_SOURCE TEXT_
···

A generation of children face the bleak prospect of going without an education unless the Iraqi government, its allies and aid agencies rebuild communities torn apart by years of war, a senior U.N. children’s agency official said on Friday.

Peter Hawkins, UNICEF representative in Iraq, said recent fighting between government forces, backed by a U.S.-led coalition, and Islamic State fighters, had cut off thousands of children from school and healthcare.

“We are faced with a whole generation losing its way and losing prospects for a healthy future,” said Hawkins in an interview.

Government institutions, faced with financial deficit, are collapsing leaving them dependent on U.N. agencies to provide schools and teacher training, following more than a decade of sectarian violence, Hawkins said during a visit to London.

“What is needed is a cash injection through central government so that we can see it building the systems required for an economic turnover,” he said.
Conflict has worsened the situation across Iraq, with an estimated 4.7 million children – about a third of all children in the country – in need of assistance, the U.N. agency said in a report last month.

UNICEF said earlier this year that at least 20,000 children in Falluja faced the risk of forced recruitment into fighting and separation from their families.
“A big problem is the lack of schools, with a lack of investment in recent years meaning the systems have all but collapsed,” Hawkins said.

In an another report on  30 June 2016, UNICEF revealed that 3.6 million children in Iraq – one in five in the country – are at serious risk of death, injury, sexual violence, abduction and recruitment into armed groups.

The findings show that 4.7 million children need humanitarian aid – a third of all Iraqi children – while many families now face deteriorating conditions following military operations in Fallujah and around Mosul.

Staggeringly, a total of 1,496 children have been abducted in the country over the past two and a half years. That translates to 50 children abducted each month, with many forced into fighting or sexually abused.

···

_PROVIDED MATERIAL_
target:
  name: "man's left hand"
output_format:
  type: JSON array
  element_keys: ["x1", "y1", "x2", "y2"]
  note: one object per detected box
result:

···

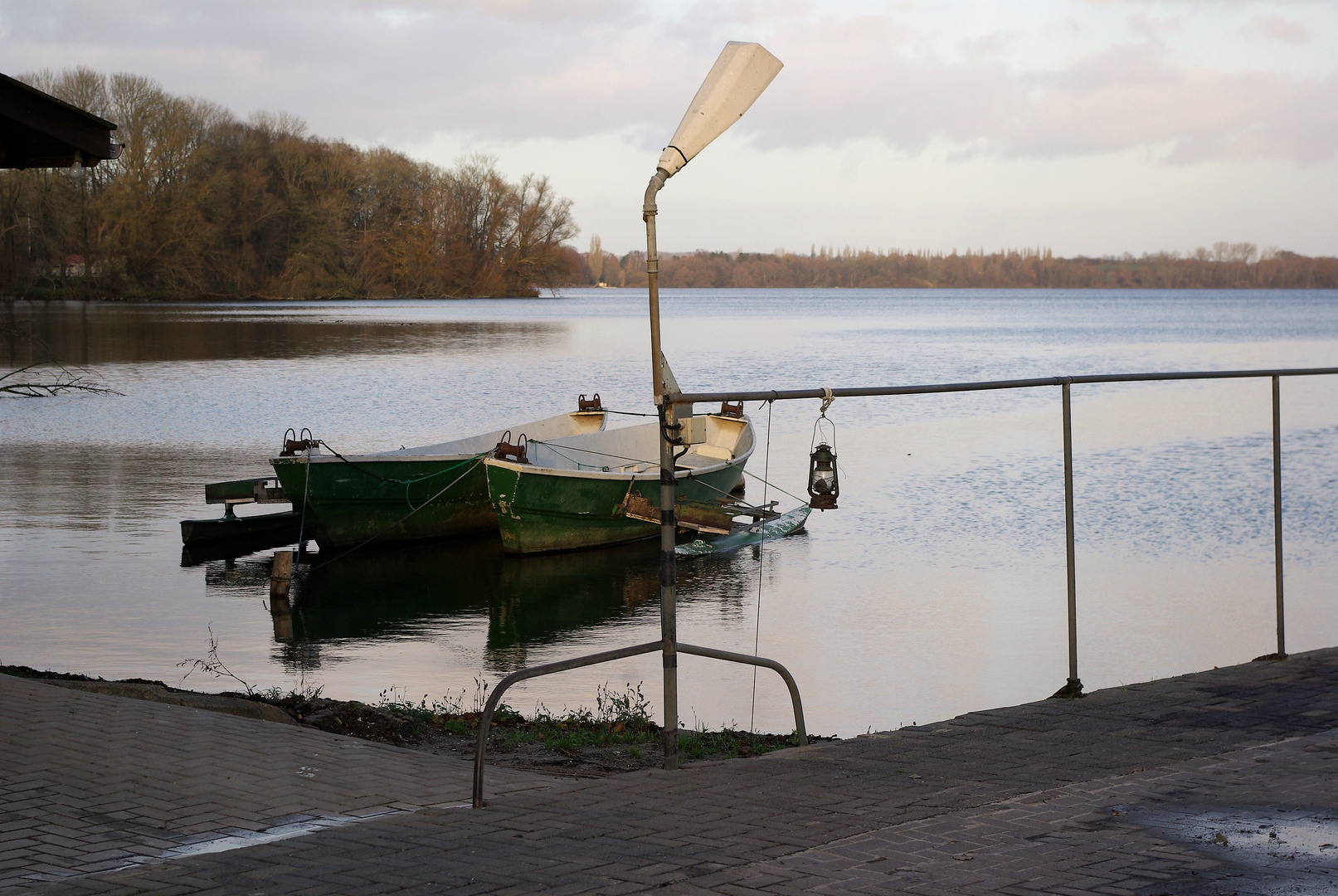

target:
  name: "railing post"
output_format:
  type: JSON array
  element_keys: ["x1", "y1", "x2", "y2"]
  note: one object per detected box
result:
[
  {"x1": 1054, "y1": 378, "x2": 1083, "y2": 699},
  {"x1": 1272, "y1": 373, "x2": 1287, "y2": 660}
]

···

_DO THIS_
Could you quote the text on Iraq's children from the words containing "Staggeringly, a total" through "or sexually abused."? The listing is material separate from the text on Iraq's children.

_SOLUTION TO THE PROBLEM_
Staggeringly, a total of 1,496 children have been abducted in the country over the past two and a half years. That translates to 50 children abducted each month, with many forced into fighting or sexually abused.